- **TEXT SHOWN**:
━━━━━━━━━━

On stratifying the A&E attendances by the different A&E sub-speciality services, a similar trend could be observed (Fig. 1B). A significant drop in attendances was established for ear-nose, and throat (ENT) A&E, obstetric (OBS) A&E, ophthalmic (Opthth) A&E, and paediatrics (Paed) A&E (p < 0.01 respectively; Supplement Table 2). However, no (significant) attendance drops were established for psychiatric and dental services (Supplement Table 2). Indeed, positive increases were observed of + 115.4% (CI 95%: − 58.2 to + 1009.1) for psychiatry and + 85% (CI 95%: + 17.3 to + 191.8) for dental services.

3.2 Hospital admissions

Hospital admissions for 2017, 2018, and 2019 were 93,658; 94,803; and 97,618, respectively, with admissions dropping from March 2020. Supplement Table 3 provides a breakdown of the admissions between 2017 and April 2021, and analysis of maximum likelihood parameter estimates. Indeed, total admissions dropped by 23.89% in 2020 (total admissions n = 72,581), with a significant drop following the March 2020 lockdown (p < 0.01). April 2020 recorded the lowest number of admissions, followed by a gradual increase across the subsequent months. However, admissions did not reach the pre-COVID-19 numbers at any point across 2020 to 2021 (Fig. 2A). A similar drop in admission trends (2017 to 2020) could be observed on stratifying the admissions by different categories; day case, elective, emergency, and other (p < 0.01), as shown in Fig. 2B.

Fig. 2
figure 2

Time trend of (A) total hospital admissions from 2017 to April 2021; and (B) according to different categories and Poisson regression from March 2020 onwards

As population cumulative COVID-19-positive cases rose across the second wave, total hospital admissions remained relatively stable (Fig. 3A). On stratifying the admissions according to having COVID-19 or not, it was observed that admissions due to COVID-19 were predominant across the second wave, reaching a peak in November 2020, as shown in Fig. 3B. Indeed, the admissions due to COVID-19 increased simultaneously as the population’s positive COVID-19 cases increased (Fig. 3C). However, as of December 2020, this positively correlated relationship changed to a negatively correlated one, where even though population cumulative positive COVID-19 cases increased, the hospital admissions due to COVID-19 started to decline (Fig. 3C). This corresponds to the initiation of the COVID-19 vaccination programme in Malta, as shown in Fig. 3D.

Fig. 3
figure 3

Comparisons between: (A) montly total hospital admissions and COVID-19 cumulative cases; (B) montly admissions stratified according to COVID-19 or not; (C) montly cumulative positive COVID-19 cases and COVID-19 admissions; and (D) monthly COVID-19 admissions and cumulative COVID-19 vaccination doses

3.3 Outpatient clinics attendances

Total outpatient clinics attendances have seen a gradual increase across the pre-COVID-19 years with a total of 495,816 attendances in 2017, 512,535 in 2018 and 518,589 in 2019. However, when comparing to 2020, a significant (29.57%) drop in physical outpatient clinic attendance was noted (p < 0.01; n = 358,453), as shown in Fig. 4A. A similar significant trend was present on stratification by the different outpatient cases (new, follow-up, walk-in, telemedicine; p < 0.01 respectively) as shown in Fig. 4B. Supplement Table 4 provides a breakdown of the outpatient attendances between 2017 and April 2021 and the analysis of maximum likelihood parameter estimates.

━━━━━━━━━━

- **DIRECTIONS**:
1. Answer these questions about the excerpt on hospital service use during COVID-19:
(a) Which two A&E services showed no significant drop in attendances?
(b) Which month recorded the lowest number of hospital admissions?
(c) How many outpatient clinic attendances were there in 2019?
2. Write the next part of the excerpt on hospital service use during COVID-19, picking up right after its final sentence.

(Stored items)
━━━━━━━━━━

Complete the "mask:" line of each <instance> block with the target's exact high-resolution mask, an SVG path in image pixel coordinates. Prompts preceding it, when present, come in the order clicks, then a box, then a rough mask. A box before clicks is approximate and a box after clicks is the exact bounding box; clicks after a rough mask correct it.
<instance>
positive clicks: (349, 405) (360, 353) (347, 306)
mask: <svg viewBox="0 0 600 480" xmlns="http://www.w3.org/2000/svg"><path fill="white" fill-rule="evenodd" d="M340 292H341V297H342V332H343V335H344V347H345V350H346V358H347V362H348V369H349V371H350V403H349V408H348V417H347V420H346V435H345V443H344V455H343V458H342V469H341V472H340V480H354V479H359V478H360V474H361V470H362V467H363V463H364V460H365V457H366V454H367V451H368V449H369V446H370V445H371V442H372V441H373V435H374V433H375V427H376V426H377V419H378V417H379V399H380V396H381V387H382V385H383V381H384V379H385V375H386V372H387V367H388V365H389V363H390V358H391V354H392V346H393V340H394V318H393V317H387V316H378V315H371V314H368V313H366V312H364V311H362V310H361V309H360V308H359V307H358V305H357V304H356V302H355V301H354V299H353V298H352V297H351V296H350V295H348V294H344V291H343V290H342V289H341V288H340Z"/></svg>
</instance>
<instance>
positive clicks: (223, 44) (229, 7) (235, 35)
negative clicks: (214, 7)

━━━━━━━━━━

- **TASK-BY-TASK RESULTS**:
1.
(a) Psychiatric and dental services
(b) April 2020
(c) 518,589

2.
Fig. 4
figure 4

Time trend of (A) total hospital outpatient attendees from 2017 to April 2021; and (B) according to different categories and Poisson regression from March 2020 onwards

3.4 Vaccination and A&E activity

Vaccination rollout in Malta was initiated at the end of December 2020, like the rest of the European Union countries [22]. Figure 5 shows a comparison analysis between A&E attendees and the cumulative vaccination doses per 100 population. A significant relationship was observed between the cumulative vaccination and the overall A&E admissions (p = 0.02) as well as when compared to the monthly adjusted trend model for A&E, as was shown in Fig. 1A (p = 0.0003). Indeed, with every 1% vaccination increase, the absolute numbers of A&E attendees increased by 0.9%. On assessing for a delay of 2 weeks after the second vaccination for presumably somewhat stronger vaccination effects or side-effects, a stronger statistically significant relationship was established (p = < 0.0001). Supplement Figure 1 and 2 shows the A&E attendance by vaccination dynamic and Poisson regression trends, with and without the 2-week lag. No significant relationship was present when stratifying A&E attendees by specialities with cumulative vaccination (p = 0.41).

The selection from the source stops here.